> Problem to solve
Reproduce the records below, substituting "whole-number pixels" for every occurrence of "integer pixels" and keeping everything else the same. Omit the pictures from your copy.

> Data rows

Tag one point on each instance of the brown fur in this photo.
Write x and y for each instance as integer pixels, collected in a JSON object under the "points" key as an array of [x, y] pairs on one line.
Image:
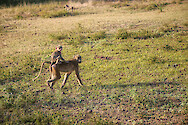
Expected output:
{"points": [[67, 67]]}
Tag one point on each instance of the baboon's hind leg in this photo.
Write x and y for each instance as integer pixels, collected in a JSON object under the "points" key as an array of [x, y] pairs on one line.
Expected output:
{"points": [[65, 79], [78, 78], [53, 79]]}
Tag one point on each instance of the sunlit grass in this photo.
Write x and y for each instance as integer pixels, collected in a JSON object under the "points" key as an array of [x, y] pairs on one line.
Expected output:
{"points": [[134, 69]]}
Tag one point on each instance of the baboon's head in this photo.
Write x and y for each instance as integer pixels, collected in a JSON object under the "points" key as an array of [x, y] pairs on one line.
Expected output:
{"points": [[78, 58]]}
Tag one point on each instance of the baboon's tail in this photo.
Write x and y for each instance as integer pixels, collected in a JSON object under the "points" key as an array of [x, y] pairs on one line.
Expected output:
{"points": [[41, 69]]}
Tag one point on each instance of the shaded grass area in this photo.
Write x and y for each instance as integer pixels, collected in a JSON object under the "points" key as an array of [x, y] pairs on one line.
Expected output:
{"points": [[143, 103]]}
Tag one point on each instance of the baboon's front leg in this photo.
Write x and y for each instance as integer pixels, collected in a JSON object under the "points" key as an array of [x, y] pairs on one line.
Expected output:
{"points": [[65, 79], [53, 79], [78, 78]]}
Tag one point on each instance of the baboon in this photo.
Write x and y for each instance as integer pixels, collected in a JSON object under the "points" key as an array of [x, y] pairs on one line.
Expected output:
{"points": [[68, 68], [55, 55]]}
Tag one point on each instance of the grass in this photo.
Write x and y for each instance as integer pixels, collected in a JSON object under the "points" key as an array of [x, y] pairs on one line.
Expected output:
{"points": [[134, 66]]}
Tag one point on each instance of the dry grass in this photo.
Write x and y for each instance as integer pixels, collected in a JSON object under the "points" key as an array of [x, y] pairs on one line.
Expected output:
{"points": [[127, 81]]}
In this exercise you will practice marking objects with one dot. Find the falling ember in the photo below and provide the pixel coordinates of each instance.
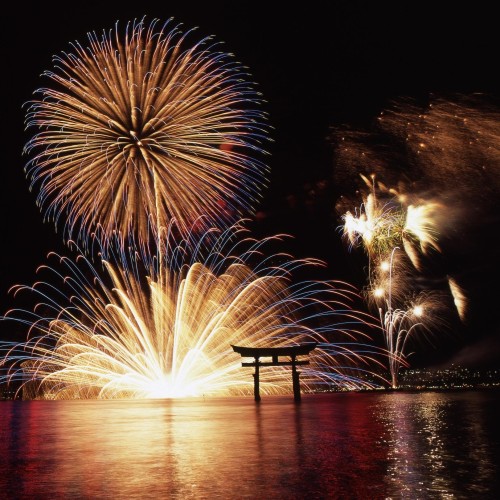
(459, 298)
(116, 335)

> Completed exercise
Tag one point on each instance of the brown fur in this photo.
Write x and y for each instance as whole-number pixels, collected in a JSON object under the "points" key as an array of [x, y] pairs on one line.
Image:
Expected output:
{"points": [[67, 67]]}
Tag one point on each instance of the baboon's hind leg in this photo.
Write x and y for each instance as whole-number pixels, collected in a JSON object under the "points" key as an array of [x, y] pairs on one line.
Expected output:
{"points": [[65, 79], [78, 78], [53, 79]]}
Tag one point on each instance of the sunlit grass in this photo.
Write x and y for each instance as whole-number pixels, collected in a JSON object under the "points" key as an array of [x, y] pairs on one line.
Expected output:
{"points": [[134, 69]]}
Tag one point on each instance of the baboon's head in this photo.
Write x and y for each instance as whole-number pixels, collected in a JSON object under the "points" key as an array of [x, y] pairs on one line.
Expected output:
{"points": [[78, 58]]}
Tag one point on each instance of the baboon's tail in this photo.
Write x and y for each instance as whole-number pixels, collected in a JSON object under the "points" key as an array of [x, y] pairs on one line.
Expected output:
{"points": [[41, 69]]}
Tag one point on each instance of the shaded grass area in this photo.
Write x and y for each instance as whole-number pixels, collected in a JSON object under the "points" key as an array of [x, y] pairs on one line.
Expected output:
{"points": [[143, 103]]}
Tag one point on each instance of the baboon's front leg in this photo.
Write x and y for each instance as whole-number pixels, collected in a JSON object under the "points" key as an array of [x, y] pairs on one line.
Expected output:
{"points": [[65, 79], [53, 79], [78, 78]]}
Tag one point on each instance of the baboon in this photo.
Write x and y for each instance as whole-number pixels, collected in a JSON object under the "points" key as an array of [x, y] pairs on one line.
Expected output:
{"points": [[68, 68], [55, 55]]}
Tag one point on each instance of the grass in this photo.
Write x and y for each instance as whole-number pixels, collected in a JSON object under the "points" key as an array of [x, y] pairs on one line.
Expected output:
{"points": [[134, 66]]}
Tag one point on each instance of the dry grass in this photo.
Write x and y for each instance as whole-number pixels, collected in a JSON object under the "points" key as an array of [x, y] pairs on one line.
Expected output:
{"points": [[127, 81]]}
In this exercise you will practice marking objects with one dot. Find the falling ember in the photo below and provide the pixel coordinates of each instance.
(459, 298)
(116, 335)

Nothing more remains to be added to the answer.